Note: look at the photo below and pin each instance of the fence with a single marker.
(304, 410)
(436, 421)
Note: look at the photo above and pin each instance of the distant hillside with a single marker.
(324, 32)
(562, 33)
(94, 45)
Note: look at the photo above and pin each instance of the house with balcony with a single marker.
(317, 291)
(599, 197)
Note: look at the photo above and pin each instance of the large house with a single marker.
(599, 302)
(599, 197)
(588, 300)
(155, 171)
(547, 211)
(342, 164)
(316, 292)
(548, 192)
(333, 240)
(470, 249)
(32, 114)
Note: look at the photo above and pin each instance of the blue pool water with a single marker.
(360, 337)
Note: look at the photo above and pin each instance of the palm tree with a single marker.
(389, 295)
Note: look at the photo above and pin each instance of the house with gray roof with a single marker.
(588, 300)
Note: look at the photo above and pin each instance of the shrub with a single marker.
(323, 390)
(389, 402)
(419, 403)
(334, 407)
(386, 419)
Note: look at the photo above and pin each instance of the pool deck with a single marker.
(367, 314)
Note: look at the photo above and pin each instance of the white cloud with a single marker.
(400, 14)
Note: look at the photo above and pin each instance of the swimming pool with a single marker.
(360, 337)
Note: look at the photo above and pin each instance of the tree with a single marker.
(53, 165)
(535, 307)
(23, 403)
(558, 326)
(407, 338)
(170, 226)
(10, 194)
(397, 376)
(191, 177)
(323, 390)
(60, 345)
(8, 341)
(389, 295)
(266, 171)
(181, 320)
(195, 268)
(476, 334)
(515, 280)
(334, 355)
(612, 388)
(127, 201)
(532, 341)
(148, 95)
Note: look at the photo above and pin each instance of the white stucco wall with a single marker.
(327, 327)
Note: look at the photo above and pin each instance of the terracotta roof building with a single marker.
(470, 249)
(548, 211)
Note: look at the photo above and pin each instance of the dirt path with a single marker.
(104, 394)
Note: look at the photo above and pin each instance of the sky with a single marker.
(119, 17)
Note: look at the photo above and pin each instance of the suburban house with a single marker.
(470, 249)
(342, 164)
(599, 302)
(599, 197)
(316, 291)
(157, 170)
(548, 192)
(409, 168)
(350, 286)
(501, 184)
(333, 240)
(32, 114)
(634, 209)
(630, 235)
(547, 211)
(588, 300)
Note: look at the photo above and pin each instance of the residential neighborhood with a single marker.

———

TASK TO CARRY OUT:
Please set down each of the entries above exactly as given.

RESULT:
Note: look at the photo below and pin each instance of the fence with a single marker.
(304, 410)
(436, 421)
Note: look at the photo above and pin each instance of the distant hillside with a single marker.
(324, 32)
(562, 33)
(94, 45)
Note: look at the photo above and pin each instance of the house with balcony with a single marker.
(317, 291)
(599, 197)
Note: look at the photo above and pin each instance of the large house with a single marker.
(599, 302)
(599, 197)
(588, 300)
(155, 171)
(547, 211)
(342, 164)
(316, 292)
(548, 192)
(333, 240)
(470, 249)
(32, 114)
Note: look at the photo above and pin each instance of the blue pool water with a single marker.
(360, 337)
Note: look at the photo above and pin each instance of the palm tree with a single marker.
(389, 295)
Note: look at the photo above and pin each instance of the house with gray roof with a single marker.
(588, 300)
Note: look at the photo above and pin each instance of the shrub with a single marker.
(323, 390)
(389, 402)
(419, 403)
(334, 407)
(386, 419)
Note: look at the photo above and pin each instance of the pool deck with a single marker.
(367, 314)
Note: look at the photo above and pin each instance of the white cloud with a single marker.
(400, 14)
Note: look at the photo above and pin each instance of the swimming pool with a single marker.
(360, 337)
Note: look at the photo above and pin each instance of the tree with a single marker.
(53, 165)
(535, 307)
(23, 403)
(558, 326)
(407, 338)
(170, 226)
(10, 194)
(397, 376)
(191, 177)
(323, 390)
(60, 345)
(8, 341)
(389, 295)
(266, 171)
(181, 320)
(195, 268)
(476, 334)
(515, 280)
(334, 355)
(612, 388)
(127, 201)
(532, 341)
(148, 95)
Note: look at the photo above and pin each instance of the white stucco wall with a single marker.
(327, 327)
Note: look at the photo above and pin each instance of the terracotta roof building with a single marker.
(470, 249)
(548, 211)
Note: look at the photo above and pin each instance of the dirt path with a single marker.
(104, 394)
Note: look at the photo above and pin each instance of the sky with a single marker.
(119, 17)
Note: look at the photo above and pin each instance of the suburban house with a single marker.
(470, 249)
(342, 164)
(599, 302)
(599, 197)
(316, 291)
(157, 170)
(548, 192)
(409, 168)
(350, 286)
(501, 184)
(333, 240)
(32, 114)
(634, 209)
(630, 235)
(547, 211)
(588, 300)
Note: look at the photo above and pin each instance of the residential neighborhood with a single marker.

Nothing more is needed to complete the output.